My Word – Stephen George

My Word – Stephen George

Eleven years ago I lost my father, who was a surgeon. He was 84 and managing Padgett’s disease, a condition that destroys soft cartilage in the spinal cord causing nerves to pinch between the vertebrae causing acute pain.  He had decided to get two stainless steel rods placed aside 8 fused vertebrae to stabilize the spine and try to reduce the pain.

Shortly afterwards he had another surgery to install a pump for pain medications, but when he got home the pump malfunctioned. Returning to the hospital he had a fever and was diagnosed with spinal meningitis, which had been introduced at the surgical site. I remember one day while a nurse was preparing his insulin injection he looked at me said, “She is not following sterile procedure by wiping the top of the vial before inserting the needle”.  She proceeded to give him the injection anyway. Long story short, after two and a half months we finally got him home-- too weak to eat and on a feeding tube that had been installed by a GI physician at the hospital.

Three months later dad diagnosed himself with an ulcer.  When the endoscopy results came in it showed the feeding tube peg installed in the stomach wall three months earlier had never been removed.  He was admitted back into the hospital and almost immediately contracted MRSA, another hospital born infection, and died within 24 hours.

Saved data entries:
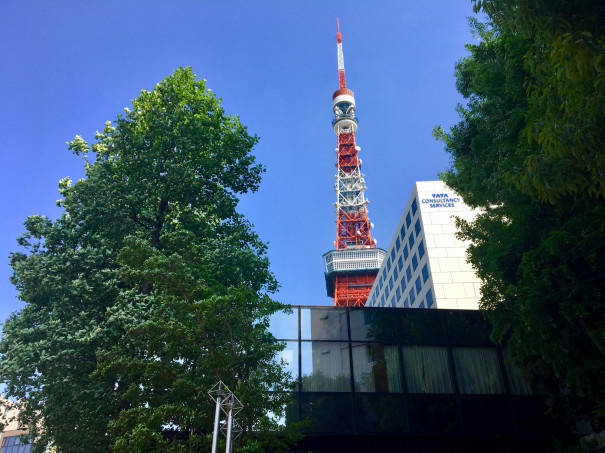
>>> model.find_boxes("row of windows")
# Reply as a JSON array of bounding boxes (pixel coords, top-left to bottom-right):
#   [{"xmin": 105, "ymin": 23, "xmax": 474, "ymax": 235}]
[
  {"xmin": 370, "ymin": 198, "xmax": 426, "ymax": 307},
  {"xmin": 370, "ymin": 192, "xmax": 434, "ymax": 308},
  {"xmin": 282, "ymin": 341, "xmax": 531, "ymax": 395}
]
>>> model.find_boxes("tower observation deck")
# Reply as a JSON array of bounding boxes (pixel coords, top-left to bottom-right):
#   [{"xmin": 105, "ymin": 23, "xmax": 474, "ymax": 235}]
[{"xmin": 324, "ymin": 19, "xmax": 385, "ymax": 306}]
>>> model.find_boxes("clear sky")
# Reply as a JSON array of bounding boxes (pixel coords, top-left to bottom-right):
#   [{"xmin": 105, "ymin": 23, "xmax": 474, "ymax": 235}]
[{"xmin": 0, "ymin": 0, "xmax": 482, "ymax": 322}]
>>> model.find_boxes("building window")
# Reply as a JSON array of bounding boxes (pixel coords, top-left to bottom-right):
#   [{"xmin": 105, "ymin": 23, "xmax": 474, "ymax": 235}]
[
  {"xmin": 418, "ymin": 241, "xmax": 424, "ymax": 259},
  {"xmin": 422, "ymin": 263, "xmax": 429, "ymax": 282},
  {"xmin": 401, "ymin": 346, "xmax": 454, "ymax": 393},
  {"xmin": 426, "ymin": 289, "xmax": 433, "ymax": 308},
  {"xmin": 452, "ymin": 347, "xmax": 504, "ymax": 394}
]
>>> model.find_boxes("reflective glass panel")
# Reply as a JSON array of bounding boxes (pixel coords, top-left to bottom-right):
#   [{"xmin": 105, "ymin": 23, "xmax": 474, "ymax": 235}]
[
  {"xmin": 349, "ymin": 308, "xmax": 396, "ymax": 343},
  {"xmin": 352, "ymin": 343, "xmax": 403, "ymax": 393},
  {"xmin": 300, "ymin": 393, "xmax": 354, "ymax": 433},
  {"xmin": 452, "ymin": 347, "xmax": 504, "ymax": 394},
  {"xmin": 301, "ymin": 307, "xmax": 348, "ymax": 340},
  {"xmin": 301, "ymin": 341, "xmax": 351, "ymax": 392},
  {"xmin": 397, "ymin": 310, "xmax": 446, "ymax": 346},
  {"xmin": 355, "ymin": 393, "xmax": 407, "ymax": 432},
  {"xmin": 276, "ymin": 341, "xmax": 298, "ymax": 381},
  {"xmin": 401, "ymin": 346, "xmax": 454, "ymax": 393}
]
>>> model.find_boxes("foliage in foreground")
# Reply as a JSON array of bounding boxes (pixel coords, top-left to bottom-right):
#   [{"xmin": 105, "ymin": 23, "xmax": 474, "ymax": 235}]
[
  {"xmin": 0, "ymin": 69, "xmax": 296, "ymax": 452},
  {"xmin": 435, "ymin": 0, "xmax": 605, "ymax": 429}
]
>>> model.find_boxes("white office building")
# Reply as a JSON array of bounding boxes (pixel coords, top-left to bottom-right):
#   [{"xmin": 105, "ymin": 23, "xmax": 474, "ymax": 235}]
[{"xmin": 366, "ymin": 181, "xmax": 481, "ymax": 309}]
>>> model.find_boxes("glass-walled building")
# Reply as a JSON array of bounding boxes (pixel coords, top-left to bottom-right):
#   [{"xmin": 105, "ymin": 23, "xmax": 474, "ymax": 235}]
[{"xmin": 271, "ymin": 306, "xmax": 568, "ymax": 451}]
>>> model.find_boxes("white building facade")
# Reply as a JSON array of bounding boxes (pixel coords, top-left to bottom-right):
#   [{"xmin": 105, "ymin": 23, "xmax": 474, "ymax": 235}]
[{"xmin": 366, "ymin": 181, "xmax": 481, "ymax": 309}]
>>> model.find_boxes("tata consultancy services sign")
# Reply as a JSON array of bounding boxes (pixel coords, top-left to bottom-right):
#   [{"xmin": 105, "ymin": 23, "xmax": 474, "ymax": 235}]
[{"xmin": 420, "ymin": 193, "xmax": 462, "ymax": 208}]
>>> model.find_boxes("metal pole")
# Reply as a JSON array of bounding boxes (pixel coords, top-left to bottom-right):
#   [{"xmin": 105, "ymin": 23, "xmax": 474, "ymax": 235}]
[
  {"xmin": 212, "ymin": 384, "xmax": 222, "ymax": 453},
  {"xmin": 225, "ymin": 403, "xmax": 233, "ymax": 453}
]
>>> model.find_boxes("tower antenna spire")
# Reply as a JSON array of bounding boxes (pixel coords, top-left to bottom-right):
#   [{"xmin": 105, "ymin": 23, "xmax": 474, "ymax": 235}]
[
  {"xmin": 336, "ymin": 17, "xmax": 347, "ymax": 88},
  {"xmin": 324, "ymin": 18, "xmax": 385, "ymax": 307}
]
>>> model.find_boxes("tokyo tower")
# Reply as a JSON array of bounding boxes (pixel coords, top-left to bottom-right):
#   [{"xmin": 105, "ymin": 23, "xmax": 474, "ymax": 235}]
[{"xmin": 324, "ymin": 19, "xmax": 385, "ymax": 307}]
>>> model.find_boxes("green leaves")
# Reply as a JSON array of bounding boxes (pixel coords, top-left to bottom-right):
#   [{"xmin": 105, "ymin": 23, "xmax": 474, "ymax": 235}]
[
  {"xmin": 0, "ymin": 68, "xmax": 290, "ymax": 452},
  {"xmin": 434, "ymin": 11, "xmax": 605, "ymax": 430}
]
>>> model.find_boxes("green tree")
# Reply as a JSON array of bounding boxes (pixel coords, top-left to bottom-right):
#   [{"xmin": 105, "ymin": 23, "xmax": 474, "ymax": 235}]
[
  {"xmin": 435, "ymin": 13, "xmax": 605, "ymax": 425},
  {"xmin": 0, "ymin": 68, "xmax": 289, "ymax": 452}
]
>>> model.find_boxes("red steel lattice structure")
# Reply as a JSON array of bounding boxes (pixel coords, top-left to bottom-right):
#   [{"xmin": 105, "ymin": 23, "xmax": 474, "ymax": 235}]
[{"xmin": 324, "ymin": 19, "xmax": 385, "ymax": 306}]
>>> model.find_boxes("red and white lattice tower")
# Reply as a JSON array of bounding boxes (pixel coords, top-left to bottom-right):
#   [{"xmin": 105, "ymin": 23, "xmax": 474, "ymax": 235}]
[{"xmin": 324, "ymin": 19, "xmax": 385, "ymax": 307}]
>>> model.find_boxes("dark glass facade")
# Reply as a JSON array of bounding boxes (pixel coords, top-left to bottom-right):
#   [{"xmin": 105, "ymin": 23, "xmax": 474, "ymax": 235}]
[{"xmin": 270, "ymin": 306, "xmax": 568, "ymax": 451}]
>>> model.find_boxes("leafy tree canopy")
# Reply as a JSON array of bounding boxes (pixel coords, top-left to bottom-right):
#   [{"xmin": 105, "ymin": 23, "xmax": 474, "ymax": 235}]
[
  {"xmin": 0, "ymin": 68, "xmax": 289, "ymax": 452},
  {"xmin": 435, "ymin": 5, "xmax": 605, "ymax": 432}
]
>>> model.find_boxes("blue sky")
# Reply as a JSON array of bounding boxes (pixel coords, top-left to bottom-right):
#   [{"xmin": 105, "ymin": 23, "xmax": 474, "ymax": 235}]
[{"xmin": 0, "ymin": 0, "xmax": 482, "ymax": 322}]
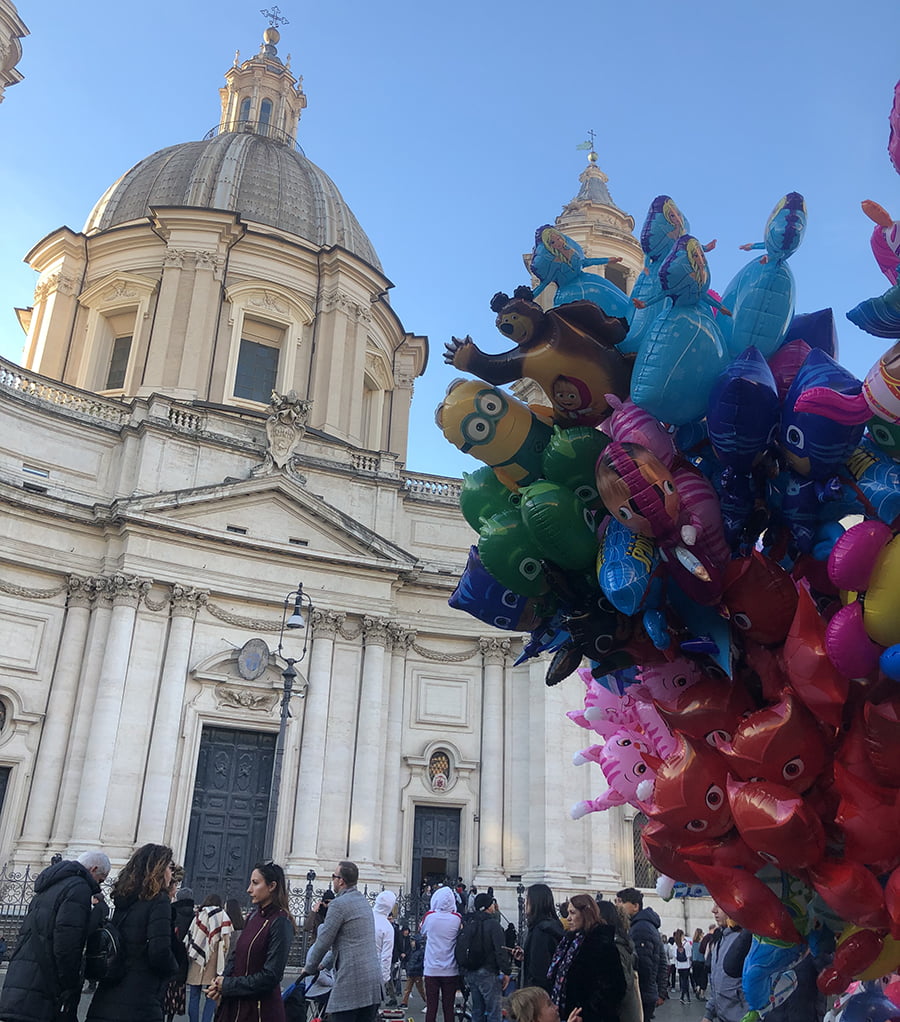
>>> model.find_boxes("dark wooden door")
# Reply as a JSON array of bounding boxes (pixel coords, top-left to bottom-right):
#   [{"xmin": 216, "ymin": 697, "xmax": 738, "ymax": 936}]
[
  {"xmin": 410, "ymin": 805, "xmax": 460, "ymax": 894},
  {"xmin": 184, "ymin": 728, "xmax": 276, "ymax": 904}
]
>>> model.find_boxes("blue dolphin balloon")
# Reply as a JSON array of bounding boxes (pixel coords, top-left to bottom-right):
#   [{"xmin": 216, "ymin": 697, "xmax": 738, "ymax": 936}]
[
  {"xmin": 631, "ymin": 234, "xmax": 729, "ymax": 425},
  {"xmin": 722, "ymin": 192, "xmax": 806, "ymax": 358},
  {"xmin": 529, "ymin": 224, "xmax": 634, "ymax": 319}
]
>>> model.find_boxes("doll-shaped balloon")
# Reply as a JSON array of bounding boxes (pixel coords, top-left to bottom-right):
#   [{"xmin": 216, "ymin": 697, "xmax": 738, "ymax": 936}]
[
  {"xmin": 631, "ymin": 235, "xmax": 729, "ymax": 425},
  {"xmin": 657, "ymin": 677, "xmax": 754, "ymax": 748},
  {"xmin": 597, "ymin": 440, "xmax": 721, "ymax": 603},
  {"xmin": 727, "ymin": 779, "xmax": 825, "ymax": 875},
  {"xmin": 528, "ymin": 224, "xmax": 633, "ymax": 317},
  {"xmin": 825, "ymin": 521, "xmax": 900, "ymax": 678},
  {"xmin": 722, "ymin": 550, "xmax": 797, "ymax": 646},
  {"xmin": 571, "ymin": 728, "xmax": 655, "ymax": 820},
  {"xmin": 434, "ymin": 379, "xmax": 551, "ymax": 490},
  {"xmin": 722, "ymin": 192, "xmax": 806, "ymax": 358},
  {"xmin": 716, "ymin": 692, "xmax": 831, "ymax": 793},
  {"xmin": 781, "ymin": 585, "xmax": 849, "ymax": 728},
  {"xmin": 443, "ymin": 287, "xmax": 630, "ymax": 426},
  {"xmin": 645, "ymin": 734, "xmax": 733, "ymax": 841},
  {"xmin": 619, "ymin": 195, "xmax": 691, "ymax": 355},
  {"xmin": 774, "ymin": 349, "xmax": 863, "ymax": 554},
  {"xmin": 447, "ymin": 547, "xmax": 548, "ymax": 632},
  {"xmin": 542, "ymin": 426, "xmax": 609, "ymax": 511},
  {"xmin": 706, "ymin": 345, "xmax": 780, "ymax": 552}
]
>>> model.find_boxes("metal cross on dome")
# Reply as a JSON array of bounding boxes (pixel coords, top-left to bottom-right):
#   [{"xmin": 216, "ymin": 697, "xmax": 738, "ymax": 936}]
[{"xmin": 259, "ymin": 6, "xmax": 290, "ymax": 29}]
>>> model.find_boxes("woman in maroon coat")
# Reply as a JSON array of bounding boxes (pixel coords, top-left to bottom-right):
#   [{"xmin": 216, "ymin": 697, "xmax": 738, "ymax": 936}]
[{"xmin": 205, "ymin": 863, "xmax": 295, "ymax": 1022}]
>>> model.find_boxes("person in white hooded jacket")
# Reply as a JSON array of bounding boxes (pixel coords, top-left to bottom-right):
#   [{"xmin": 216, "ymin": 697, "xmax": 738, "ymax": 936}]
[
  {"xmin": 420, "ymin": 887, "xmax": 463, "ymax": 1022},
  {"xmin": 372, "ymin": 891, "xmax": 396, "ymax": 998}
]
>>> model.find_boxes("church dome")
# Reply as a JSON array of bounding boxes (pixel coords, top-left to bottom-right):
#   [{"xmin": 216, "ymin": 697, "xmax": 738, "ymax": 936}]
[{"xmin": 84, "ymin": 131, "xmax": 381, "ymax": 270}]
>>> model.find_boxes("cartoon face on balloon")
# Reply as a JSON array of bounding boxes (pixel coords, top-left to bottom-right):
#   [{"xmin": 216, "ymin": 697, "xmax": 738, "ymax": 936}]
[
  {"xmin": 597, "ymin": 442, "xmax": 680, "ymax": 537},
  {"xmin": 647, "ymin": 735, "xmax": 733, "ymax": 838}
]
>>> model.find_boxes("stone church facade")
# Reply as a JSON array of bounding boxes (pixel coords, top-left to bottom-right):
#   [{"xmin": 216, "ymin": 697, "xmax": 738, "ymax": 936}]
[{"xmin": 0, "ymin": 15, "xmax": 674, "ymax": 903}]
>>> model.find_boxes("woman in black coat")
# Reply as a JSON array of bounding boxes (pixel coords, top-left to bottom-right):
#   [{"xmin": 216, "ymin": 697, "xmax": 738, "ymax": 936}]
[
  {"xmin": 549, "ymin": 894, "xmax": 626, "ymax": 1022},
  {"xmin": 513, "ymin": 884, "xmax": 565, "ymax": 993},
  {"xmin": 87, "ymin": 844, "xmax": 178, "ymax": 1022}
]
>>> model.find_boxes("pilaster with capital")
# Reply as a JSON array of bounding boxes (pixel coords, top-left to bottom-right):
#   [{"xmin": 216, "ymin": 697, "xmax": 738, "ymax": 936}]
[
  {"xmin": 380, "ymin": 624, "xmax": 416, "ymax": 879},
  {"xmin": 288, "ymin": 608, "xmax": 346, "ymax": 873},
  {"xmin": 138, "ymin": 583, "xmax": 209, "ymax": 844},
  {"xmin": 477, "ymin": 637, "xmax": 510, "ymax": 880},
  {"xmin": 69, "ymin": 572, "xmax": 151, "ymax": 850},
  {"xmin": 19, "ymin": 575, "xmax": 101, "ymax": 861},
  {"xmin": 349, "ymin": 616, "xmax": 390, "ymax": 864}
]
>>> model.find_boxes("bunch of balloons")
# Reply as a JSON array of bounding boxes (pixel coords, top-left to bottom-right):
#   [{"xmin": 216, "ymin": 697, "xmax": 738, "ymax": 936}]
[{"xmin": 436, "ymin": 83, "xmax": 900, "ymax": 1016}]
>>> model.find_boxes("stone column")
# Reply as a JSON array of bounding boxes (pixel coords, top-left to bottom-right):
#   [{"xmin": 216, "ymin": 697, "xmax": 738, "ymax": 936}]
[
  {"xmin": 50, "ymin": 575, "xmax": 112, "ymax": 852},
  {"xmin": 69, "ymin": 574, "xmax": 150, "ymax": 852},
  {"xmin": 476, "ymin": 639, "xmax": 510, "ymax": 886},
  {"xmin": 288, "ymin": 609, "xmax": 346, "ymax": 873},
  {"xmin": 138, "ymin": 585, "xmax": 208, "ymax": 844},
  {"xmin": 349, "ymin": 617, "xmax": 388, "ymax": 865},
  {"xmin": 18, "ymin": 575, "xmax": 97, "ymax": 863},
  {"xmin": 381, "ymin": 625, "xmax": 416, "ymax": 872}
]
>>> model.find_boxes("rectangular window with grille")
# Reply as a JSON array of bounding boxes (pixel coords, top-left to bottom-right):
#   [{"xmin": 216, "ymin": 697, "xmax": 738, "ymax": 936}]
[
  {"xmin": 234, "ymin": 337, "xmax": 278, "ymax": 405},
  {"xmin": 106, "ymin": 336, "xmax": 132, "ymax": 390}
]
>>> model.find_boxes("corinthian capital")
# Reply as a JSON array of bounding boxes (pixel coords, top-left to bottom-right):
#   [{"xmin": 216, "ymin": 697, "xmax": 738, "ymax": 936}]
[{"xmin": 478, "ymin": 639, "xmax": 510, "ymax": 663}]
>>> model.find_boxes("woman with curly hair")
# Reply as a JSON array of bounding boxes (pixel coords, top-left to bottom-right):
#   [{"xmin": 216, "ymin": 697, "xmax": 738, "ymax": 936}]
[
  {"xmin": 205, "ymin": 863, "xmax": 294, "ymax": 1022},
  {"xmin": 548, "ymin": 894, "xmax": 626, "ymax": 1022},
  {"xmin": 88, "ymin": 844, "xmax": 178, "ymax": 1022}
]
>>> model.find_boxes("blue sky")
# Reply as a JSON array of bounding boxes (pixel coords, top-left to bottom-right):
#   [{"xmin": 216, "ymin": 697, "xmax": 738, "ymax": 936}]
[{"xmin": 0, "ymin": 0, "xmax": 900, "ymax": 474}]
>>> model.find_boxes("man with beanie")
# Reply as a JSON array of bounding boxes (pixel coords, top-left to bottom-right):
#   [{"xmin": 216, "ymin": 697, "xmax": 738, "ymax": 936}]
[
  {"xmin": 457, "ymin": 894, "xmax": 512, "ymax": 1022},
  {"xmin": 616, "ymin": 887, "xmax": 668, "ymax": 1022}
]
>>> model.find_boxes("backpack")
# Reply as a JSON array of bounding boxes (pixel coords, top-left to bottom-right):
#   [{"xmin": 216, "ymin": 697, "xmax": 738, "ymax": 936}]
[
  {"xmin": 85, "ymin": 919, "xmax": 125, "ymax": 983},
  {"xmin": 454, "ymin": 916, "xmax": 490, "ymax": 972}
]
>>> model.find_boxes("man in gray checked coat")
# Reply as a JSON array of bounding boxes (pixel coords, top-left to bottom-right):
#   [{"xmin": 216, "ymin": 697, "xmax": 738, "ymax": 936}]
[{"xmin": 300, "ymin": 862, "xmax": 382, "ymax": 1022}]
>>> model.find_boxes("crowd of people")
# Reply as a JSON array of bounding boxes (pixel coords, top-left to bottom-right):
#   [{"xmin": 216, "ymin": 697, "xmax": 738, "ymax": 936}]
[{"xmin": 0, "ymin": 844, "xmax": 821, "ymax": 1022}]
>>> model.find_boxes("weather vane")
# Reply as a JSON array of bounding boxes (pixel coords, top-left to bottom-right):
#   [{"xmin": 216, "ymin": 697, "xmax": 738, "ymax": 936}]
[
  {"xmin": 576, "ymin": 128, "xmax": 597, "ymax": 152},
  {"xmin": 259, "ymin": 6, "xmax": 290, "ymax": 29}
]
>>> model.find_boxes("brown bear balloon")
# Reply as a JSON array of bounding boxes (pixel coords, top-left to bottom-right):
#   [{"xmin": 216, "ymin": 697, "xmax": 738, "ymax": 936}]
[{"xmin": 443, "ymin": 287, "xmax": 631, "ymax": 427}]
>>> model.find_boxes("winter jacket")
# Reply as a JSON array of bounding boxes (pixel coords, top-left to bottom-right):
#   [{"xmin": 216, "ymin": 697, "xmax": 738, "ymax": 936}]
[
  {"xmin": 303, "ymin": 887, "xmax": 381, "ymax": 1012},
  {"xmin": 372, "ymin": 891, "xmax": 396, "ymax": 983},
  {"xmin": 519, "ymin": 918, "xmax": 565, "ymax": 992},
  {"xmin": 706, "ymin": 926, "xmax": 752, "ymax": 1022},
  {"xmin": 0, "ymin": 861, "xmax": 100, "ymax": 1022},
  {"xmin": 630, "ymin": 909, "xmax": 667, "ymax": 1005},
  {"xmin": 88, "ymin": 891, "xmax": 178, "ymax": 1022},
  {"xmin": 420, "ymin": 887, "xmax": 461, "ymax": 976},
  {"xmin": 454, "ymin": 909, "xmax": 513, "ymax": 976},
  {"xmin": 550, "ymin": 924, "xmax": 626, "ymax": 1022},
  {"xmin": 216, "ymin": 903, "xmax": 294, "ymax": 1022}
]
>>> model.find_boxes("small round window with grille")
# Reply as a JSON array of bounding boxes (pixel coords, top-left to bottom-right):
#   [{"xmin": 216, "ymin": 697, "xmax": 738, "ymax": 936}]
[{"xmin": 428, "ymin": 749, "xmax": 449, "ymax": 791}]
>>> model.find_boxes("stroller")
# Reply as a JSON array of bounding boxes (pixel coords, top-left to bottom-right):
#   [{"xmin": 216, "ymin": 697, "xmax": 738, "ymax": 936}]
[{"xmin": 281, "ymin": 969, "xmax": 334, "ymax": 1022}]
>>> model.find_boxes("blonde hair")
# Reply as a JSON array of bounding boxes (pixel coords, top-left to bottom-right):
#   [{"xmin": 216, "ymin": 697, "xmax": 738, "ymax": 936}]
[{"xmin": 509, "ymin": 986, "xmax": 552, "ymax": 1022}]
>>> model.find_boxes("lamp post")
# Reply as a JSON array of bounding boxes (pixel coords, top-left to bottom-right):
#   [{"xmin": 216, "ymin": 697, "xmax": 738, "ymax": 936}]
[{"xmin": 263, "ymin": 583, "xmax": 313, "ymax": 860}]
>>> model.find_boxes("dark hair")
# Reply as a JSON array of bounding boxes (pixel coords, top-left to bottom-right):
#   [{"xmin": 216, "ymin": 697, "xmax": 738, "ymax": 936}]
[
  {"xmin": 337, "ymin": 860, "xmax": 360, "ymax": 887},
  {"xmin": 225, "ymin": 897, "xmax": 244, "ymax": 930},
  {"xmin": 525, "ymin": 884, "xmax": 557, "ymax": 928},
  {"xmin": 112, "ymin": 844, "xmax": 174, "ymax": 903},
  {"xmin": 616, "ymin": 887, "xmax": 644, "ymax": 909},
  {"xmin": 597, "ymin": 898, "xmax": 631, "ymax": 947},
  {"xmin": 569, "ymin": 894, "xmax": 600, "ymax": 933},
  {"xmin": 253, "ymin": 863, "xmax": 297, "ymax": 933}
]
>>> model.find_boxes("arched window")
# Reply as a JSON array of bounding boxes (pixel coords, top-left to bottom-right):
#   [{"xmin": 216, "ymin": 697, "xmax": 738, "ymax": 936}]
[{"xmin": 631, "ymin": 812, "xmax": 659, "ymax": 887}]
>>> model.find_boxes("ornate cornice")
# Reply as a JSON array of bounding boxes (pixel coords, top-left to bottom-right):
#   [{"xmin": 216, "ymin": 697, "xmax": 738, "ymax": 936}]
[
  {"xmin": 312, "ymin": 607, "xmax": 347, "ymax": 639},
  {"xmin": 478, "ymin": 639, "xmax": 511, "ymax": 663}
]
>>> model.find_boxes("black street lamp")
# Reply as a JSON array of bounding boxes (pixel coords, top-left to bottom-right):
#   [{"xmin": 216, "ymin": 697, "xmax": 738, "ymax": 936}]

**TASK SET**
**A.** Write out the part of the account of the father's surgeries between "Shortly afterwards he" and "at the hospital.", inclusive.
**B.** In the account of the father's surgeries, what was the father's profession?
The records have nothing to do with the account of the father's surgeries.

**EXPECTED RESPONSES**
**A.**
Shortly afterwards he had another surgery to install a pump for pain medications, but when he got home the pump malfunctioned. Returning to the hospital he had a fever and was diagnosed with spinal meningitis, which had been introduced at the surgical site. I remember one day while a nurse was preparing his insulin injection he looked at me said, “She is not following sterile procedure by wiping the top of the vial before inserting the needle”.  She proceeded to give him the injection anyway. Long story short, after two and a half months we finally got him home-- too weak to eat and on a feeding tube that had been installed by a GI physician at the hospital.

**B.** He was a surgeon.